Your goal
From the Ocean simulation commit notice below, quote verbatim the stretch that begins with "[Bf-blender-cvs] [b36a0c4] master: Switch" and ends with "in ocean simulation.".

[Bf-blender-cvs] [b36a0c4] master: Switch from OMP to BLI_task in BKE's part of Ocean simulation.
Bastien Montagne
noreply at git.blender.org
Sun Dec 6 17:39:35 CET 2015
Commit: b36a0c44bb1ca12060cf724678ffe62bfa9d523f
Author: Bastien Montagne
Date: Sun Dec 6 17:37:10 2015 +0100
Branches: master
https://developer.blender.org/rBb36a0c44bb1ca12060cf724678ffe62bfa9d523f
Switch from OMP to BLI_task in BKE's part of Ocean simulation.
Not much to say, gives about 8% to 9% speedup in ocean simulation.

Information given
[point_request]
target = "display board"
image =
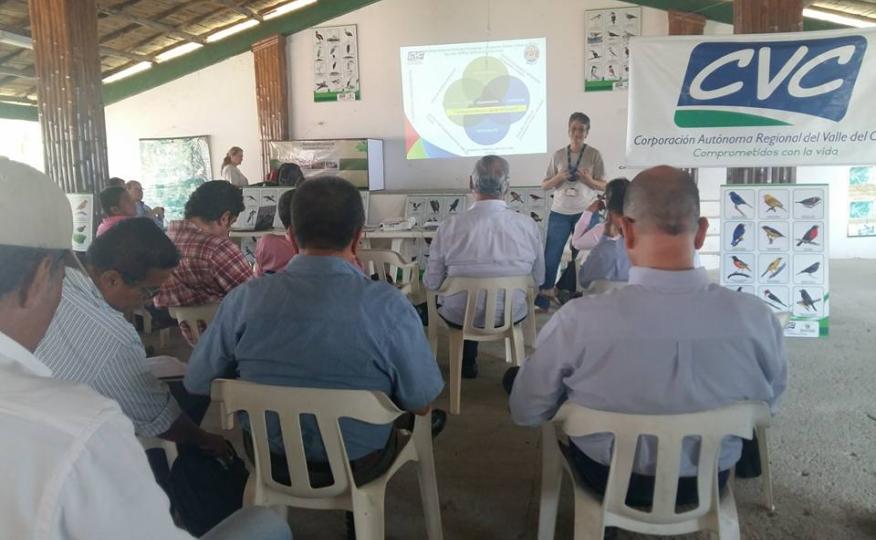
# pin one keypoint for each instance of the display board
(607, 50)
(358, 160)
(475, 99)
(774, 245)
(792, 99)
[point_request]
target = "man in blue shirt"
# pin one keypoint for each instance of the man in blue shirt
(321, 323)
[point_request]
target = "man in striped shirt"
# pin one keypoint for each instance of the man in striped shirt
(89, 341)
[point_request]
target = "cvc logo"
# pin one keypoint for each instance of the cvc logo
(753, 83)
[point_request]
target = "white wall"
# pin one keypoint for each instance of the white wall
(218, 101)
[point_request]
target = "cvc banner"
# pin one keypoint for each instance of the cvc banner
(753, 100)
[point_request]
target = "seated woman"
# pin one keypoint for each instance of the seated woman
(608, 256)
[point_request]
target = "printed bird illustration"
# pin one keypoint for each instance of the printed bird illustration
(772, 266)
(771, 233)
(738, 235)
(809, 237)
(811, 202)
(740, 264)
(772, 203)
(738, 201)
(773, 298)
(806, 301)
(811, 269)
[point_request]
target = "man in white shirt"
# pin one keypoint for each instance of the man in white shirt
(78, 471)
(670, 342)
(488, 240)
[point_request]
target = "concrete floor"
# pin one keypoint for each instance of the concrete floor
(823, 447)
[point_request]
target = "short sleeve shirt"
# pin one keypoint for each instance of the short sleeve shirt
(574, 197)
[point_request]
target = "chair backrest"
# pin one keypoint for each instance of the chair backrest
(710, 427)
(192, 314)
(327, 406)
(495, 292)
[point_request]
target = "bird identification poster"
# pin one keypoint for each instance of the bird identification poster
(335, 64)
(774, 245)
(607, 50)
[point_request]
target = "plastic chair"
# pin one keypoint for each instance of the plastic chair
(386, 263)
(328, 406)
(512, 334)
(191, 315)
(714, 512)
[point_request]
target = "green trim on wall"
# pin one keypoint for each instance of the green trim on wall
(233, 45)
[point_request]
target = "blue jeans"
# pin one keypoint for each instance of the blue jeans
(560, 227)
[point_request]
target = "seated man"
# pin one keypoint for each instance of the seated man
(671, 342)
(488, 240)
(90, 342)
(75, 469)
(342, 330)
(211, 264)
(117, 205)
(273, 251)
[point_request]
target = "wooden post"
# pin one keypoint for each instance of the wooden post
(271, 93)
(70, 104)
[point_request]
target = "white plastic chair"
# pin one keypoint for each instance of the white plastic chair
(328, 406)
(715, 513)
(489, 289)
(192, 314)
(385, 262)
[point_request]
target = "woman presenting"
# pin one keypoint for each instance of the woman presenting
(230, 172)
(576, 174)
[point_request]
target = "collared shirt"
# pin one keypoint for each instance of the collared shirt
(668, 343)
(89, 342)
(489, 240)
(75, 469)
(321, 323)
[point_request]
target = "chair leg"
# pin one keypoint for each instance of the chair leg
(455, 373)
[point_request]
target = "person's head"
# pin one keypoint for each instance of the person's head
(327, 217)
(129, 262)
(116, 201)
(135, 190)
(234, 156)
(579, 128)
(214, 206)
(32, 251)
(661, 219)
(489, 180)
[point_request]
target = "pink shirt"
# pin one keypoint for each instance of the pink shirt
(273, 253)
(108, 223)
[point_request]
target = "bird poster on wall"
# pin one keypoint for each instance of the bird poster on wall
(774, 245)
(607, 35)
(335, 64)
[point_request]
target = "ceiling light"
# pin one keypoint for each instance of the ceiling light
(846, 20)
(216, 36)
(286, 8)
(177, 51)
(127, 72)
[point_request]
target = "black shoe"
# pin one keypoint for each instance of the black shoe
(439, 420)
(470, 369)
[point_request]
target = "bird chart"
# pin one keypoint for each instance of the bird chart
(607, 51)
(774, 245)
(82, 205)
(335, 64)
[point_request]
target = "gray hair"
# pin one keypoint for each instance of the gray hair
(664, 199)
(490, 176)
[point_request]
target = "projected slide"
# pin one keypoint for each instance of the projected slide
(474, 99)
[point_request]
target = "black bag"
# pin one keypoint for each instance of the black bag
(205, 490)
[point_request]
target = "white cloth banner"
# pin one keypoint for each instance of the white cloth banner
(803, 98)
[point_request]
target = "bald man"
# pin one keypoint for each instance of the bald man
(669, 343)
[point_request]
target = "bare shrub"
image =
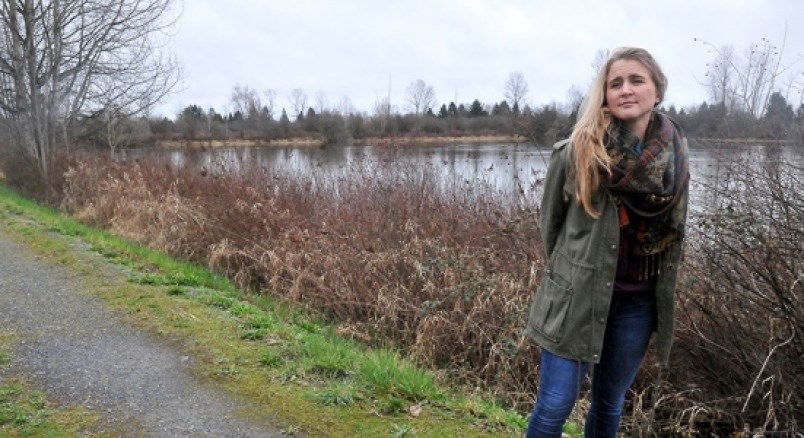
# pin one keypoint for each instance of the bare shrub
(737, 363)
(447, 275)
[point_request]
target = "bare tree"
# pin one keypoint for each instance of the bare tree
(749, 80)
(247, 101)
(298, 101)
(720, 76)
(321, 101)
(61, 60)
(345, 106)
(516, 88)
(420, 96)
(270, 102)
(601, 56)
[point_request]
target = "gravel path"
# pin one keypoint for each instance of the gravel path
(74, 349)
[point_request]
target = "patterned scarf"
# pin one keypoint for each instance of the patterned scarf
(650, 180)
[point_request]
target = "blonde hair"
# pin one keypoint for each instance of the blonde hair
(588, 135)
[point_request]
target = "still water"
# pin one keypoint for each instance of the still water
(509, 171)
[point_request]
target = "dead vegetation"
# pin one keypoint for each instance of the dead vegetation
(448, 277)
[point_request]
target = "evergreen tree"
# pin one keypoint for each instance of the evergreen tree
(476, 110)
(453, 110)
(442, 113)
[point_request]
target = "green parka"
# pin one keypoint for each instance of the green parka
(569, 312)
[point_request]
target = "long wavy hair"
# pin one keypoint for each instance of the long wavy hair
(588, 135)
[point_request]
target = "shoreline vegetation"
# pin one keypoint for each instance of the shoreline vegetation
(284, 359)
(419, 141)
(302, 142)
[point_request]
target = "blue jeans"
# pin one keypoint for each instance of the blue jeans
(628, 331)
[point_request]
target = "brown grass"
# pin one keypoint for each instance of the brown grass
(448, 277)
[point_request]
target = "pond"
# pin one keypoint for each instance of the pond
(510, 171)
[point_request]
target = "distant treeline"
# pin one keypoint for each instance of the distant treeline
(543, 125)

Expected answer
[Bf-blender-cvs] [b36a0c4] master: Switch from OMP to BLI_task in BKE's part of Ocean simulation.
Bastien Montagne
noreply at git.blender.org
Sun Dec 6 17:39:35 CET 2015
Commit: b36a0c44bb1ca12060cf724678ffe62bfa9d523f
Author: Bastien Montagne
Date: Sun Dec 6 17:37:10 2015 +0100
Branches: master
https://developer.blender.org/rBb36a0c44bb1ca12060cf724678ffe62bfa9d523f
Switch from OMP to BLI_task in BKE's part of Ocean simulation.
Not much to say, gives about 8% to 9% speedup in ocean simulation.